#### THE PROBLEM:
Gather every line below that contains the word "star", and copy each one out in full.

#### Dataset extracts with box labels:
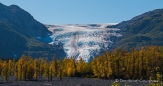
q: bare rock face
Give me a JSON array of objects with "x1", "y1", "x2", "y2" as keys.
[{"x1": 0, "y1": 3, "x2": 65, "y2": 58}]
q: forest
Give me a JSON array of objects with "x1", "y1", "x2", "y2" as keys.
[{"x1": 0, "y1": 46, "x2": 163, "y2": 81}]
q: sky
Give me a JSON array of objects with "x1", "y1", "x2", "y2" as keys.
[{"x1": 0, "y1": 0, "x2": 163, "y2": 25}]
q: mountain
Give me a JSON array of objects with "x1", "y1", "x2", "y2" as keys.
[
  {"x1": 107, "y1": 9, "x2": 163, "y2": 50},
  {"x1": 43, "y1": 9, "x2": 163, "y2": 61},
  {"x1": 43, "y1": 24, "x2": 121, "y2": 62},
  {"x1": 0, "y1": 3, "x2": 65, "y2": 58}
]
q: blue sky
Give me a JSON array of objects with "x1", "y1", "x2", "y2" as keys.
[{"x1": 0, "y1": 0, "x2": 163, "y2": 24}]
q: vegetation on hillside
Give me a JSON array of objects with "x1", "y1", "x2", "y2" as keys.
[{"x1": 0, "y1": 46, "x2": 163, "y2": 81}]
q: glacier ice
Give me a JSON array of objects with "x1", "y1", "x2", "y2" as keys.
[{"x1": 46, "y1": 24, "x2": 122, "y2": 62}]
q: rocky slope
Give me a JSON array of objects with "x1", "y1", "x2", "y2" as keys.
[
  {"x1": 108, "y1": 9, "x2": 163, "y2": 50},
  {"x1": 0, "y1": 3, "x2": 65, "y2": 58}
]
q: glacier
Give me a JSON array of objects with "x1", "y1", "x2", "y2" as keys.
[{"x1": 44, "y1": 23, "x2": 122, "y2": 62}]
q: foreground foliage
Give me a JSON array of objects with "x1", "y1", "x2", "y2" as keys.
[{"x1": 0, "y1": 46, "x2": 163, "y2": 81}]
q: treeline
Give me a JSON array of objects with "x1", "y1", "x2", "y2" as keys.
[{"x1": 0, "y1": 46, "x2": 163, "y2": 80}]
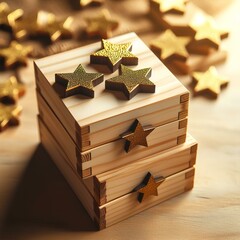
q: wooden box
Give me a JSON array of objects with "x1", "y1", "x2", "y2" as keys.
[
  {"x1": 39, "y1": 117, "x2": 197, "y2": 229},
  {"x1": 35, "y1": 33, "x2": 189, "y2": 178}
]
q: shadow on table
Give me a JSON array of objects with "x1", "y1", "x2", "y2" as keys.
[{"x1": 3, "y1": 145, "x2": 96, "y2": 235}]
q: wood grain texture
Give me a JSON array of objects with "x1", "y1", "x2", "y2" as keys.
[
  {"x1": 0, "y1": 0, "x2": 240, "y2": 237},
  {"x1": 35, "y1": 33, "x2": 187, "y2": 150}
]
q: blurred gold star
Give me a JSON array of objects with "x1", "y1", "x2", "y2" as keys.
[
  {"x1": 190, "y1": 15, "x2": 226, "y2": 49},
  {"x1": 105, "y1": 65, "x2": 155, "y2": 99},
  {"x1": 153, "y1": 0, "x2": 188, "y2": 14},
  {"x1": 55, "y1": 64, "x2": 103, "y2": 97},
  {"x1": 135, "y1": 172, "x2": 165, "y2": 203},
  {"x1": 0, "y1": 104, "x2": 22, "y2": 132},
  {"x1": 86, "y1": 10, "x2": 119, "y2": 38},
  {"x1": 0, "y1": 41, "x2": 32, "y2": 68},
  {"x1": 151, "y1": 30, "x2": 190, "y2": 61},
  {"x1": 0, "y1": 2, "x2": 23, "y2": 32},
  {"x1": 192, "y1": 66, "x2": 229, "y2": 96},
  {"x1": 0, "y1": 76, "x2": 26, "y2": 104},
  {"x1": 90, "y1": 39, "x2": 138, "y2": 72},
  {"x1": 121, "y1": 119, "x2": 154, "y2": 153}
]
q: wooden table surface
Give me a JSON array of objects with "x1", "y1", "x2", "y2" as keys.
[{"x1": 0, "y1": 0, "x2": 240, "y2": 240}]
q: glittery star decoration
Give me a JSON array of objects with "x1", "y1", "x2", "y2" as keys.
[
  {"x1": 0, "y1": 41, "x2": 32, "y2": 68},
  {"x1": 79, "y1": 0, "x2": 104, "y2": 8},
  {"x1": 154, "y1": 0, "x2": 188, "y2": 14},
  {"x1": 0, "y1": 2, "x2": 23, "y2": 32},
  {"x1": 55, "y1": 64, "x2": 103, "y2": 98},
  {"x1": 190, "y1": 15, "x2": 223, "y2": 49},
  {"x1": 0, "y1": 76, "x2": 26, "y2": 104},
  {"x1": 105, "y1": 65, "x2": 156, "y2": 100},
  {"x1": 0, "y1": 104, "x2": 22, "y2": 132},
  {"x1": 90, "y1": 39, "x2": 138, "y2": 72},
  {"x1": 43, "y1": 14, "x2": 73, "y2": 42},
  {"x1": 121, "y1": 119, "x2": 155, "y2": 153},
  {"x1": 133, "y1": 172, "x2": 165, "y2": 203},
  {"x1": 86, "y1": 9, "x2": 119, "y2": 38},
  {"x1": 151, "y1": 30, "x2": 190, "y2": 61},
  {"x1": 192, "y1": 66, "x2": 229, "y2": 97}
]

#### COMPLETE OUTPUT:
q: blurred gold star
q: glittery star decoration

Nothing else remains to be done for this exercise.